Which lines run from the one containing "chimney with a single point, one per instance." to the end of the entries? Copy them exactly, both ends included, and give nothing else.

BEGIN Data section

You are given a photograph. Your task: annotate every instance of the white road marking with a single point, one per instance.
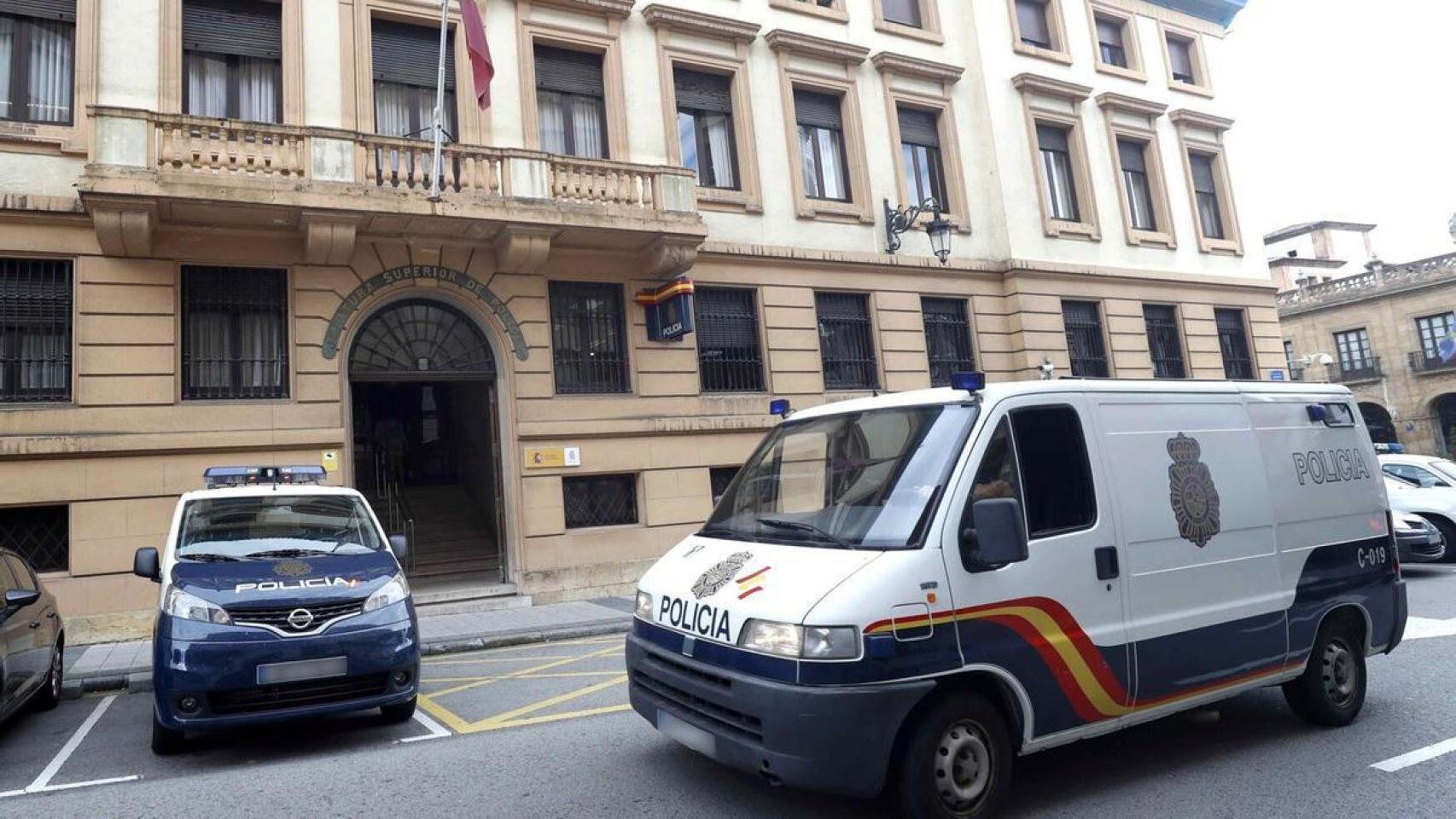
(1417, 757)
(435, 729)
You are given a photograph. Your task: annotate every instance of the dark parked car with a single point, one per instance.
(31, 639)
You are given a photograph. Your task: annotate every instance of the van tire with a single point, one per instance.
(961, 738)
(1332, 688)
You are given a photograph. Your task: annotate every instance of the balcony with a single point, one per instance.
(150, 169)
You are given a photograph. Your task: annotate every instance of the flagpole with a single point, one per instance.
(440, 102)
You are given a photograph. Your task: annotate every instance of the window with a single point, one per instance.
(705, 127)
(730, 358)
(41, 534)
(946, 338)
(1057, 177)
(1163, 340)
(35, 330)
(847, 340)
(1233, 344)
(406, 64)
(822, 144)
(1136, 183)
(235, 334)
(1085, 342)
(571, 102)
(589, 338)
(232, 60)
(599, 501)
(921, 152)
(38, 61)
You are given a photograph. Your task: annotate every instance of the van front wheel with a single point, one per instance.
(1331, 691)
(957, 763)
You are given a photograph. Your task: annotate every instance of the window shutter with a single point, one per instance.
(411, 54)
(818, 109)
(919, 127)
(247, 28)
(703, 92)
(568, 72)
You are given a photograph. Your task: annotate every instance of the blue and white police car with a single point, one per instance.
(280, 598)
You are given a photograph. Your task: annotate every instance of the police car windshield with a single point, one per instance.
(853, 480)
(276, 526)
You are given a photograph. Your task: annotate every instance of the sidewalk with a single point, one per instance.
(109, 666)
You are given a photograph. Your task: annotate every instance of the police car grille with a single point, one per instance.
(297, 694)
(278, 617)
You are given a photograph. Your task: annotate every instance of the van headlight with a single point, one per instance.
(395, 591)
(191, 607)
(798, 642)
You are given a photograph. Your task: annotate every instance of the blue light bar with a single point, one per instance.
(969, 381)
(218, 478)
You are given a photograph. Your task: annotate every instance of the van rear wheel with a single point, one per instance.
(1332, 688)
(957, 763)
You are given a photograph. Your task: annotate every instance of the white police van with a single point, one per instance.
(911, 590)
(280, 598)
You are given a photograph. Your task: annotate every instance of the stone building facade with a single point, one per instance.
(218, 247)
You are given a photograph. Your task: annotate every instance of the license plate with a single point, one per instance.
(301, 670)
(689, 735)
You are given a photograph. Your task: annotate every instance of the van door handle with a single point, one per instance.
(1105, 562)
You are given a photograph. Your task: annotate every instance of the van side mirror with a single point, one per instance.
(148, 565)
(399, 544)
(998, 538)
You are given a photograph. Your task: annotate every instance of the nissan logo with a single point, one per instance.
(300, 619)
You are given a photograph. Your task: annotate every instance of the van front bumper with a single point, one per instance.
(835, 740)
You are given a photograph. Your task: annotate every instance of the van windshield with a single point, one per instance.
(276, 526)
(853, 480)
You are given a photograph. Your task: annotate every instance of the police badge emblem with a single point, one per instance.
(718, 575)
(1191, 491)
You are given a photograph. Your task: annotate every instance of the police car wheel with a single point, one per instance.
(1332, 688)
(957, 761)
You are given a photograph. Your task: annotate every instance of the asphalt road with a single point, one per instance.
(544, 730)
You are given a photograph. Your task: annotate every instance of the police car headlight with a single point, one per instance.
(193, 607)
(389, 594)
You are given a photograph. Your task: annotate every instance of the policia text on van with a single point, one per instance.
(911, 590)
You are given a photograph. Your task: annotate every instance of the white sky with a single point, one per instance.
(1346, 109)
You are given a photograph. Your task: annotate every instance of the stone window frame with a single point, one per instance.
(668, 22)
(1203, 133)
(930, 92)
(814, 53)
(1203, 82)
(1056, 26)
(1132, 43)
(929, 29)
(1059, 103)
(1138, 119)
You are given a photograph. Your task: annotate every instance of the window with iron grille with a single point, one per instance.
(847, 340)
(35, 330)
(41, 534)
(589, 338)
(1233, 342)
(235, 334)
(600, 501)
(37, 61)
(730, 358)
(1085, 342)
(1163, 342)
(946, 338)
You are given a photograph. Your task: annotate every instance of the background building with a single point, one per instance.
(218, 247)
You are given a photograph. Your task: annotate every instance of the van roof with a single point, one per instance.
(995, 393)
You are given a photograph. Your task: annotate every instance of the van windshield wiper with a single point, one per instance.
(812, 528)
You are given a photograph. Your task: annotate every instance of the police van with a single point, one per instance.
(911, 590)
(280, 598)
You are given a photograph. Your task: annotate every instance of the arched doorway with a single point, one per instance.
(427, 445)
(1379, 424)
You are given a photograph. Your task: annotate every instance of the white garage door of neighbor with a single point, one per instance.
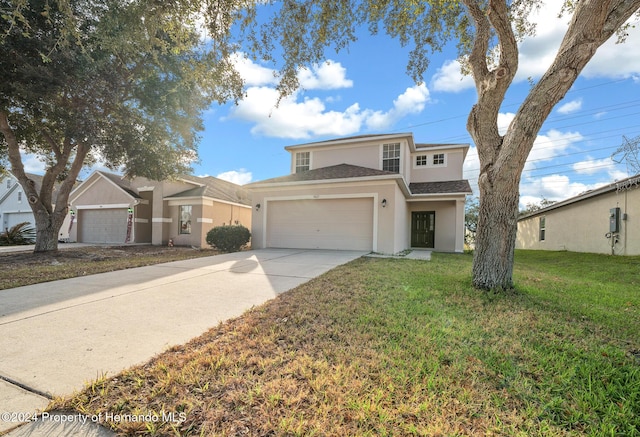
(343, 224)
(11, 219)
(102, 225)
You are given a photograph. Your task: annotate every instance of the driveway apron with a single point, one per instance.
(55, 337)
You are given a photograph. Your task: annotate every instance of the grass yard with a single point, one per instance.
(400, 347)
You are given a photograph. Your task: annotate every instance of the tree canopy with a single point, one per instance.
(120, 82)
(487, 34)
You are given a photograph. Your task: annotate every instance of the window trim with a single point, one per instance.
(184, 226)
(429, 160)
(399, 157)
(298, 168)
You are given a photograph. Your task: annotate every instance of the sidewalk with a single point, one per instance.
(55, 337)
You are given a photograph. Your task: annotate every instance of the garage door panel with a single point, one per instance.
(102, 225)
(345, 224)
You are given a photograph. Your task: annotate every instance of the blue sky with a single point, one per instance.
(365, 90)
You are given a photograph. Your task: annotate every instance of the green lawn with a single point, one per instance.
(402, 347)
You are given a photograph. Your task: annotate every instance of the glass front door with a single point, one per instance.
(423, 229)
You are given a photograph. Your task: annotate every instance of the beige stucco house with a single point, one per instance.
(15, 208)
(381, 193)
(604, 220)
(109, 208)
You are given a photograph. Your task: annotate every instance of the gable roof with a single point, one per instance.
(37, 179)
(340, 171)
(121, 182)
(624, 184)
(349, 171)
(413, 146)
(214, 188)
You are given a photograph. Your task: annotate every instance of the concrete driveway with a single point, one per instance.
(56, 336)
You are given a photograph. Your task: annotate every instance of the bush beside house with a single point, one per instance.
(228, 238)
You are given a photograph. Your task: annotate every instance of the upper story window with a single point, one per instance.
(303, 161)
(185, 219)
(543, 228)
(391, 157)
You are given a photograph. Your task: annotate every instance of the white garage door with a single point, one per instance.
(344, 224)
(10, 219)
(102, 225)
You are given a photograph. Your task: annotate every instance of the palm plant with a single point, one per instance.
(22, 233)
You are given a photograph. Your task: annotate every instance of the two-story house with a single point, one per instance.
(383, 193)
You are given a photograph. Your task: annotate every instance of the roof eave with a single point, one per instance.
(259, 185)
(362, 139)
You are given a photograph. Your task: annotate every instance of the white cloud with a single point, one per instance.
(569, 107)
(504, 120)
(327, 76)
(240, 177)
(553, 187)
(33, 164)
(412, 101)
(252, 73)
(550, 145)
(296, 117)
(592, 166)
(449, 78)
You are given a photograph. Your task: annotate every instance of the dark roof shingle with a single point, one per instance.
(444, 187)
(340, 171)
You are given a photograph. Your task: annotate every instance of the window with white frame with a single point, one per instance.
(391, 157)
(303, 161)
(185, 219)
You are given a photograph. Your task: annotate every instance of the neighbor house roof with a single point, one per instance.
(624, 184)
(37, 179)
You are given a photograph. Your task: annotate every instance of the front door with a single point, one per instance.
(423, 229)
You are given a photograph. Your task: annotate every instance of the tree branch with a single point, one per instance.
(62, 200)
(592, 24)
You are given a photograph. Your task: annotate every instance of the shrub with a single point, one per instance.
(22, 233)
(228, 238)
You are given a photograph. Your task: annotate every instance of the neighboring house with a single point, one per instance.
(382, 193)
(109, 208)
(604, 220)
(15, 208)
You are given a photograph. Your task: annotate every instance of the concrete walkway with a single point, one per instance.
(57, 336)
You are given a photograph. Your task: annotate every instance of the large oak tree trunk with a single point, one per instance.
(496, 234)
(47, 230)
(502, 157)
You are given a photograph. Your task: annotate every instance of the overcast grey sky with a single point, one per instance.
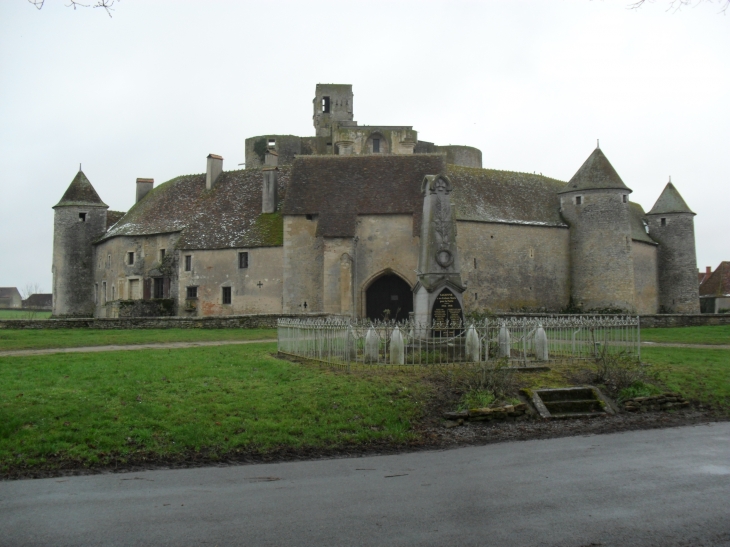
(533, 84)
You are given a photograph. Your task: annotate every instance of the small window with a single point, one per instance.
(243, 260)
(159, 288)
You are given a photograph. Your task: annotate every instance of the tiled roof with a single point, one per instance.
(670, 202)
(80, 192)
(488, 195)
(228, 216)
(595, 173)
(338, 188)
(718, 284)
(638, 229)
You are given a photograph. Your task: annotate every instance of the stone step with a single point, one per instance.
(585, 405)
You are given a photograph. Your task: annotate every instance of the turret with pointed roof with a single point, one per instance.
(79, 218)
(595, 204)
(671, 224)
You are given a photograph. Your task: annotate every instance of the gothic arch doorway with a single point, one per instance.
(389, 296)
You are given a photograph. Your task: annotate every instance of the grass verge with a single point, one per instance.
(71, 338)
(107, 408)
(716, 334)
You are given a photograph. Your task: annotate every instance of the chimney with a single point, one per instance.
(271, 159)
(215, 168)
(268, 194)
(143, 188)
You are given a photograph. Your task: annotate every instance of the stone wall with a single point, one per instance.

END Data section

# Solution to this problem
You are given a photograph. Your task: annotate every instance of the chimney with a single point, one per instance.
(271, 159)
(215, 168)
(268, 194)
(143, 188)
You are given a photograph. Your task: annotate every instance of the stone wall with a single point, one per instance.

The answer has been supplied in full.